> Raw records
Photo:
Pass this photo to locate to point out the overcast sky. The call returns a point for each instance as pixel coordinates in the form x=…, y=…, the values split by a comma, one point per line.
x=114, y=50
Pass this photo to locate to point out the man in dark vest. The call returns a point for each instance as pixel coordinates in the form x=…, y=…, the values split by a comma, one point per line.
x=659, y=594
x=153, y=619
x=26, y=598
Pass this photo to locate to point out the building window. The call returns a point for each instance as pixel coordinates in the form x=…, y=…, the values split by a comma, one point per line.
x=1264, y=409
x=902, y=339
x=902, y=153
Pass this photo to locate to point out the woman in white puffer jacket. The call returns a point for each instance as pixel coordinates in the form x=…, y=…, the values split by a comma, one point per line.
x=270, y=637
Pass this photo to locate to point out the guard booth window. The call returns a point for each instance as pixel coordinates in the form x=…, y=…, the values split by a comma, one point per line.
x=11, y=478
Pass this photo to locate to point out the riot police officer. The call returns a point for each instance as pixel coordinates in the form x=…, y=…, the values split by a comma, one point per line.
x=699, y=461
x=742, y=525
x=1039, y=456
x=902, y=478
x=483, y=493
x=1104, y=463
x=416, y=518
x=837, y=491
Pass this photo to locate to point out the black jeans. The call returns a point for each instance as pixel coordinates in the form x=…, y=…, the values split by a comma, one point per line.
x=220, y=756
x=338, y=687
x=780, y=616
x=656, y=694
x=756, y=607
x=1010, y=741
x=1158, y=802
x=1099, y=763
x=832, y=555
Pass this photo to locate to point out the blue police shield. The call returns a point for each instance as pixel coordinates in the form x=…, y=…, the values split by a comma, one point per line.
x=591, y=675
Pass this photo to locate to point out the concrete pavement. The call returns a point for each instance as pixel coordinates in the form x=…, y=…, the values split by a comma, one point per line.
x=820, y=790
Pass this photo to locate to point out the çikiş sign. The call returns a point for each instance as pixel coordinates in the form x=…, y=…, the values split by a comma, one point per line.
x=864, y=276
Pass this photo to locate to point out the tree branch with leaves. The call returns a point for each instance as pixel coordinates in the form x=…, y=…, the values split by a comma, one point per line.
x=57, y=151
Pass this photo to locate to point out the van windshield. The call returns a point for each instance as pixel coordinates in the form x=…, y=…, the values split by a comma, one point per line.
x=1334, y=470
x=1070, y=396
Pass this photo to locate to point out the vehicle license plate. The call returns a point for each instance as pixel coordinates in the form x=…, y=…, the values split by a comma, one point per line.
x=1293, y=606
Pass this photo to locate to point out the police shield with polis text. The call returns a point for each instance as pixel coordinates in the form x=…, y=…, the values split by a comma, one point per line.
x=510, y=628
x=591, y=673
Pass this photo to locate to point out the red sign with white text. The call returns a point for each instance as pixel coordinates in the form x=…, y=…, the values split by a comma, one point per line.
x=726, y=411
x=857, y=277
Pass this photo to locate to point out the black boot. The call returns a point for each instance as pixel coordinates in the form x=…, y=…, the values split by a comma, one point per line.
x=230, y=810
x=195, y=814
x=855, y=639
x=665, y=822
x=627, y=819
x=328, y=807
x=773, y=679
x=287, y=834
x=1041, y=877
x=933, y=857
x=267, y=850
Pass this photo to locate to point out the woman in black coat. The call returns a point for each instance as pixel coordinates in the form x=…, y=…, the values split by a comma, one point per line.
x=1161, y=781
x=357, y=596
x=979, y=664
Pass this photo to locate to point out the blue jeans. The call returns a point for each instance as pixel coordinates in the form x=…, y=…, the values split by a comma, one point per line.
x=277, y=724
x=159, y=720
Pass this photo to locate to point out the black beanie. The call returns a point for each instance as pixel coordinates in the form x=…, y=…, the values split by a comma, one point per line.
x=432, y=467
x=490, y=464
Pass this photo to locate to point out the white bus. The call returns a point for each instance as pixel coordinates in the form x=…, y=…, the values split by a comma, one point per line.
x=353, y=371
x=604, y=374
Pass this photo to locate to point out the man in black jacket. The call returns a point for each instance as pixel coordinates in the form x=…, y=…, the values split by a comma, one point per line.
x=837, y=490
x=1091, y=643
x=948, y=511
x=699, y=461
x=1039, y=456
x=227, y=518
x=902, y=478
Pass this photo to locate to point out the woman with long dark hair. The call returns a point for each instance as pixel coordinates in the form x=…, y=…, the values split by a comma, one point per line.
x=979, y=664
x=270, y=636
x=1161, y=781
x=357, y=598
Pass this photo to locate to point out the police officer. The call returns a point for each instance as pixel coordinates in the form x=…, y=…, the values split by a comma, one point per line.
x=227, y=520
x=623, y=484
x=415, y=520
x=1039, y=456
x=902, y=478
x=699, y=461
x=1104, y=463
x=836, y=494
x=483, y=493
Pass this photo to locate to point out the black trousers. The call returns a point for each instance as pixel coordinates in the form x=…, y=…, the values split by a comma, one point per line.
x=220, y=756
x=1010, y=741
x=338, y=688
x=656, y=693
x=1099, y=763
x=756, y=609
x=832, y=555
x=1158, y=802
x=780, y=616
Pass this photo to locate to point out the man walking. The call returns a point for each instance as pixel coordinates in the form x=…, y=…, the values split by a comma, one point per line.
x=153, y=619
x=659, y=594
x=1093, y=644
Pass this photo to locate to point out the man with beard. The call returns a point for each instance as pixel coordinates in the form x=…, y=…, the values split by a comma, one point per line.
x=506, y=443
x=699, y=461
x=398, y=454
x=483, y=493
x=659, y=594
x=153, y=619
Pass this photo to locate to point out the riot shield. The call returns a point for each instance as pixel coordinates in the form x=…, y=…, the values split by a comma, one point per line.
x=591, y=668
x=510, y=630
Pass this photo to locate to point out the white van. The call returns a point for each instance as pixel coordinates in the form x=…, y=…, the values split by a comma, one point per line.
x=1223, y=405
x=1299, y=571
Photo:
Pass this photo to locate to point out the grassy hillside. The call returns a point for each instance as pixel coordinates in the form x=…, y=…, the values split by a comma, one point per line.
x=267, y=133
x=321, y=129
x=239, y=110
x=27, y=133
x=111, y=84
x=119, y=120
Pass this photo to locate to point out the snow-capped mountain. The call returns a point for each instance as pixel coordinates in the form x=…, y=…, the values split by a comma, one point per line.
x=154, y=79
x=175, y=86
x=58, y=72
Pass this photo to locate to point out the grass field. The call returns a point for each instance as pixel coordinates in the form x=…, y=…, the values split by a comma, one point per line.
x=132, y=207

> Given instruction
Rescale the stretch of the records from the line containing "woman in white" through the line containing "x=11, y=478", reproducing every line in it (requests included) with each coordinate in the answers multiplied by 2.55 and rounded to a whole number, halves going up. Return only those lines.

> The result
Pass this photo to locate to point out the woman in white puffer jacket. The call returns a point for each instance as pixel coordinates in the form x=…, y=…, the values split by a comma, one point per line.
x=689, y=1624
Pass this photo to locate to point out the guard booth window. The call returns a point for each instance as pixel coordinates in the form x=…, y=…, the values split by a comma, one point per line.
x=28, y=1219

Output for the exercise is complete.